SUPPLIED TEXT:
====

Blackout (Newsflesh Trilogy, #3)Blackout by Mira Grant
My rating: 5 of 5 stars

So, no zombie clones. Even without them, this book was so good I flipped back to the beginning the moment I got to the end. I can’t stop re-reading it. It’s also the goriest, and most emotionally challenging of the three, but I guess that makes sense. Grant would want to go out with a bang, not a whimper. Or a moan. Since this book is full of zombies. It also has many other exciting things! Mad scientists (again)! Evil scientists (again)! Zombie bears! Bisexual characters! Gay characters! People of colour! It’s so exciting to read a novel populated by a variety of characters. Especially when the things that set them apart from the mainstream are presented as completely normal, just rating a casual mention. As if the non-white and non-heterosexual are an integral part of society. What a novel idea.

====

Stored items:
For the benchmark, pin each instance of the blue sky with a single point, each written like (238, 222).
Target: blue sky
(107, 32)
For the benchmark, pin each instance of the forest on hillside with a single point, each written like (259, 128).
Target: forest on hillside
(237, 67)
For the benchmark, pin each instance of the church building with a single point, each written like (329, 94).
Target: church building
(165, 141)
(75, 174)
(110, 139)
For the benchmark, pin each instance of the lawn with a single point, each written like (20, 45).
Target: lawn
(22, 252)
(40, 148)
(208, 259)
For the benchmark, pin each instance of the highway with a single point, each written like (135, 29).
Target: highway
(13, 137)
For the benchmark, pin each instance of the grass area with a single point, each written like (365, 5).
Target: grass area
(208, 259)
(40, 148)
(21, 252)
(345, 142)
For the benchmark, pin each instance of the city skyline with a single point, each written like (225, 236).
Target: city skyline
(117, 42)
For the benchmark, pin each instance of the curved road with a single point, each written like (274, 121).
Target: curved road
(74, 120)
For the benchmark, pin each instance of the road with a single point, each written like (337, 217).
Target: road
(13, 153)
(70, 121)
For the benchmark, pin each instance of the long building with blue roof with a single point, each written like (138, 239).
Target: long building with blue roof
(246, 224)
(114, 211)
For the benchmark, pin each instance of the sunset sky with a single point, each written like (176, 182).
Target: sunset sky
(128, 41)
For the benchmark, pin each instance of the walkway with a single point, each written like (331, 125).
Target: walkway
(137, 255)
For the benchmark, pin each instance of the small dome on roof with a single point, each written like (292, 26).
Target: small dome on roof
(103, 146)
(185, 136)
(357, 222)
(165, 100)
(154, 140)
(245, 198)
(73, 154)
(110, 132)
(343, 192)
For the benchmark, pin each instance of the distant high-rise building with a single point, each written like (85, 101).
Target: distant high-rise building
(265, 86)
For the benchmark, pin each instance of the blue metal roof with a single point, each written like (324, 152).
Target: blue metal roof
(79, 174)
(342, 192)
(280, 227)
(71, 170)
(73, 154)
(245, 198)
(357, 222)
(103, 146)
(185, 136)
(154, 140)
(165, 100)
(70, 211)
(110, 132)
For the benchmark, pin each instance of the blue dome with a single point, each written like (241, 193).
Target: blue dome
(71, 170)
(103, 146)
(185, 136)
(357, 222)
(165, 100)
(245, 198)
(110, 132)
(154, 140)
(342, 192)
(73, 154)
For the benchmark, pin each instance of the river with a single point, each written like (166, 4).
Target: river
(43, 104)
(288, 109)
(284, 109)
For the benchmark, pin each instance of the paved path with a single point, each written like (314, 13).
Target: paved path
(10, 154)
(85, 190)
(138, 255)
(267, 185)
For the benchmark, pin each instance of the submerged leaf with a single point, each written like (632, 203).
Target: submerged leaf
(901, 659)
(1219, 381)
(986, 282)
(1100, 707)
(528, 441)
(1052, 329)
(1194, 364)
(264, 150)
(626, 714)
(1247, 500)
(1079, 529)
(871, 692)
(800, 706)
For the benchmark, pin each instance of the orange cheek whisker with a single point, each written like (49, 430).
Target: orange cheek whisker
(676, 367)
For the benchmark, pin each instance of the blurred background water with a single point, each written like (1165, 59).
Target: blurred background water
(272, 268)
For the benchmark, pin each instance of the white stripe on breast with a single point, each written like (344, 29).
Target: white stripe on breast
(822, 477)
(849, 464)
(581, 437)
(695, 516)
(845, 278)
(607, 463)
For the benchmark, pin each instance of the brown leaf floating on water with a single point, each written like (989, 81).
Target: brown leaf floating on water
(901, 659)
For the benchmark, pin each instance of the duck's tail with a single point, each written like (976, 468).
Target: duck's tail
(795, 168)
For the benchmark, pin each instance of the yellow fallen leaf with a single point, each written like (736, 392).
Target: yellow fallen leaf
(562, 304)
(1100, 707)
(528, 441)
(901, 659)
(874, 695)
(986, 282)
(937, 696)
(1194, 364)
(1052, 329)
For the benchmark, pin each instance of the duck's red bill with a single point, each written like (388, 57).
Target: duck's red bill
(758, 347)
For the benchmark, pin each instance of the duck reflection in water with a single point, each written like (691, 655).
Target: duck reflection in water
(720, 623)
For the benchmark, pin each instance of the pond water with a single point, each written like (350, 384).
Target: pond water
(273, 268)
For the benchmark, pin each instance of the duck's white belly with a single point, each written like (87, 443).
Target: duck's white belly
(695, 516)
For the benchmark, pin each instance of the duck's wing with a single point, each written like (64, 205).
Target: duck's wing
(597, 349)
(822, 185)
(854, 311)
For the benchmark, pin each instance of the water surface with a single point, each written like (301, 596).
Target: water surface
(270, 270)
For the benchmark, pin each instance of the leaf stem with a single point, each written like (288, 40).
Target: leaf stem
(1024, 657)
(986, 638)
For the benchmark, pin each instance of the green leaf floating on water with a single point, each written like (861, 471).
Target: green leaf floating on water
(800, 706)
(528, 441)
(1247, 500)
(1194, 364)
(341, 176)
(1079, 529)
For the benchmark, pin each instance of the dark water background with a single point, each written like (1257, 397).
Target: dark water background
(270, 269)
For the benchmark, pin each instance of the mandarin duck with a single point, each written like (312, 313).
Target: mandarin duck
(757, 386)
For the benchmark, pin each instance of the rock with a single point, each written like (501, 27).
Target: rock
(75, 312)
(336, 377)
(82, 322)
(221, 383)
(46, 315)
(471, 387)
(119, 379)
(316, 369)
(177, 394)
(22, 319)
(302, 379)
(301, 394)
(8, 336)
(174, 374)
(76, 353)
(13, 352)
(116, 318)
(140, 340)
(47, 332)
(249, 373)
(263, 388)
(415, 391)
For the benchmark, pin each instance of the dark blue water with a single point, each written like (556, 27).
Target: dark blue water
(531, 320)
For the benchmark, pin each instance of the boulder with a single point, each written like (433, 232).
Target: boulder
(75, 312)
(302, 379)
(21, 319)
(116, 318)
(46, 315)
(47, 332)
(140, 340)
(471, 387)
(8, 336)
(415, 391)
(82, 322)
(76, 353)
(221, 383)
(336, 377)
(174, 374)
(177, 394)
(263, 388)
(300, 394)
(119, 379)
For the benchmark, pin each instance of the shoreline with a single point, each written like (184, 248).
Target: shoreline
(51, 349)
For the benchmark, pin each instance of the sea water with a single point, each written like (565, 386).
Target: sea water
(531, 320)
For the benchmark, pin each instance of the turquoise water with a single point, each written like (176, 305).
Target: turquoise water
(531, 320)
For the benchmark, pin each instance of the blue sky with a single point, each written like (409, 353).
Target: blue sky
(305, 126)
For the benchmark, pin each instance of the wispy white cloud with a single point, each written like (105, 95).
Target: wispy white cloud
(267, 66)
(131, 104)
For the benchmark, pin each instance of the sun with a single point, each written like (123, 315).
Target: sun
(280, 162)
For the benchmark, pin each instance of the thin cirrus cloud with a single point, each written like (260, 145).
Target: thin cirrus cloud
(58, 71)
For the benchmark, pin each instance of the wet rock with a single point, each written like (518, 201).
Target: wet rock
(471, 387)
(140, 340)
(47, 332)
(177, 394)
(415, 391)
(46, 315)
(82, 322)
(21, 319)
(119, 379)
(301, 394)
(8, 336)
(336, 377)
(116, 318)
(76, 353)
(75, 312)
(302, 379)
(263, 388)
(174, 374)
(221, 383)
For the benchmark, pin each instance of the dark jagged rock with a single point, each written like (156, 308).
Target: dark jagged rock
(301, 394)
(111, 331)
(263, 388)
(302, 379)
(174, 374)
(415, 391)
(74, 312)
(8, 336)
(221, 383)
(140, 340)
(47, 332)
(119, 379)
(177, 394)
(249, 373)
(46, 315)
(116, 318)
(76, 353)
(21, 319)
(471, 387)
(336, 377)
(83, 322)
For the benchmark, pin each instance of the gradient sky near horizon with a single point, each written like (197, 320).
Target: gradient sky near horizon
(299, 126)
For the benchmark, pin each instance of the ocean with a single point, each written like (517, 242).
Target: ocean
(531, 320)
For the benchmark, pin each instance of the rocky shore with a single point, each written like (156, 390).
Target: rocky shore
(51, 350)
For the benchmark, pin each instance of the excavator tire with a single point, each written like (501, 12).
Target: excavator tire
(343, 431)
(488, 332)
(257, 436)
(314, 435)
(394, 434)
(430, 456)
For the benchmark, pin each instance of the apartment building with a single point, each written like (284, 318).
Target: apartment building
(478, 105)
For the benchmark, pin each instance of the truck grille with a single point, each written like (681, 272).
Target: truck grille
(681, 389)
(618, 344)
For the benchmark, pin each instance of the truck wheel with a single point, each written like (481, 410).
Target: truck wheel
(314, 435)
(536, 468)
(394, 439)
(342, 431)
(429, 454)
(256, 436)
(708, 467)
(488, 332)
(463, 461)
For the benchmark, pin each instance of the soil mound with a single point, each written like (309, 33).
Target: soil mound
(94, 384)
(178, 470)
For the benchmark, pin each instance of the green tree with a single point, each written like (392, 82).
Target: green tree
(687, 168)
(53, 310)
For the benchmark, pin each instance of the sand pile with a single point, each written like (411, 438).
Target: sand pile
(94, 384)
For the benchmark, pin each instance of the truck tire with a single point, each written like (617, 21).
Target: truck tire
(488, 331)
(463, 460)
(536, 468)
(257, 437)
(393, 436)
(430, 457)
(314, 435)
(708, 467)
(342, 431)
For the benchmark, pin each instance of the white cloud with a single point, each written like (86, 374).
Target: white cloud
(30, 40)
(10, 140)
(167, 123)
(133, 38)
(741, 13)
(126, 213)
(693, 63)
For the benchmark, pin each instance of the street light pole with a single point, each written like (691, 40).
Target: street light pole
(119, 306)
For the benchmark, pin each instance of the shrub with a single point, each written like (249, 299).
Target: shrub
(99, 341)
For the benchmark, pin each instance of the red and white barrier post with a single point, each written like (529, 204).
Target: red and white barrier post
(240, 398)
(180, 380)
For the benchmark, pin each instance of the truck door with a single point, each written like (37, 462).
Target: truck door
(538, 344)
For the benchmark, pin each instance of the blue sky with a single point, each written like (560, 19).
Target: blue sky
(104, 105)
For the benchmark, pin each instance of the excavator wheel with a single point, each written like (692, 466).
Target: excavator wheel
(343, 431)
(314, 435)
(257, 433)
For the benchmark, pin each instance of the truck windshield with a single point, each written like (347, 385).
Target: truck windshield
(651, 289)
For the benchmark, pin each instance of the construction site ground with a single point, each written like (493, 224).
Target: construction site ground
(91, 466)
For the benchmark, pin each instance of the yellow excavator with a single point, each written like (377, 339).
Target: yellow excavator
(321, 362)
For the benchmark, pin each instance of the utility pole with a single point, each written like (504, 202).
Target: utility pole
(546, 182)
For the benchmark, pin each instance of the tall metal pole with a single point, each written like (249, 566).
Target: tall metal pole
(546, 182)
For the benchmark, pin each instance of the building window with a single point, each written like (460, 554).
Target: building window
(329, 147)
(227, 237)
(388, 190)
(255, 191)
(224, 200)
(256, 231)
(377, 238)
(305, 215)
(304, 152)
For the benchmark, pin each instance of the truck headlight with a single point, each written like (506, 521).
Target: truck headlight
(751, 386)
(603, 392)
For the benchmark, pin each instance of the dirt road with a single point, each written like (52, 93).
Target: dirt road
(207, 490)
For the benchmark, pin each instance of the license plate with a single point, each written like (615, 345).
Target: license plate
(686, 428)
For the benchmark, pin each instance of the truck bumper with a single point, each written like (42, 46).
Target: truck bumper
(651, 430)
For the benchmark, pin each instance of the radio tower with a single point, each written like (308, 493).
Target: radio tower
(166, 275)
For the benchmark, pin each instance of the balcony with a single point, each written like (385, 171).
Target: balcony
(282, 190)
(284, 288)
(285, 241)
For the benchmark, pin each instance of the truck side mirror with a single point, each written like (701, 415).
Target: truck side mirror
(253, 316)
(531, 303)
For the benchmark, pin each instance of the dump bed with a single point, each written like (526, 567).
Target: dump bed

====

ASSIGNED TASK 1:
Rewrite the paragraph of the Blackout review that begins "So, no zombie clones." as a brief bulleted list that keeps its main facts.
ASSIGNED TASK 2:
Answer these questions from the Blackout review.
(a) What rating does the reviewer give the book?
(b) What number is Blackout in the Newsflesh Trilogy?
(c) What did the reviewer do upon reaching the end of the book?
ASSIGNED TASK 3:
Write the next part of the Blackout review, picking up after its final sentence.

ANSWER 1:
- The book has no zombie clones, but the reviewer found it so good that they went straight back to the beginning on finishing it and keep re-reading it.
- It is the goriest and most emotionally challenging book of the three, which fits Grant wanting to go out with a bang.
- It features mad and evil scientists (again), zombie bears, bisexual and gay characters, and people of color.
- The reviewer values that these characters' differences from the mainstream are treated as completely normal, with only a casual mention.

ANSWER 2:
(a) 5 of 5 stars.
(b) #3.
(c) The reviewer flipped back to the beginning.

ANSWER 3:
I’m very impressed with the way Grant wove the different books in this series together. Confusing things that happened in the first book get explained in the second, events that took place in the first two are shown in a completely new light in the third. As if Grant had the trilogy in her head in its entirety before she started writing. Perhaps she did. I have no idea how one creates a story this complex. Some of the issues are solved by having a couple of characters be extravagantly wealthy; you don’t have to worry about getting money for food while you’re off the grid if someone is happy to bankroll your flee from rogue government agencies. It’s always helpful to be close friends with the heir to a pharmaceutical behemoth.

Grant doesn’t answer all the ethical questions she poses in Feed, but she does offer a handy tip on choosing between right and wrong: “If you’re ever in a position to be making calls on right and wrong that can impact an entire nation, run your decisions by a six-year-old. If they look at you in horror and tell you you’re getting coal in your stocking for the rest of your life, you should probably reconsider your course of action. Unless you want to be remembered as a monster, in which case, knock yourself out.” (561) We should put more small children on ethics committees.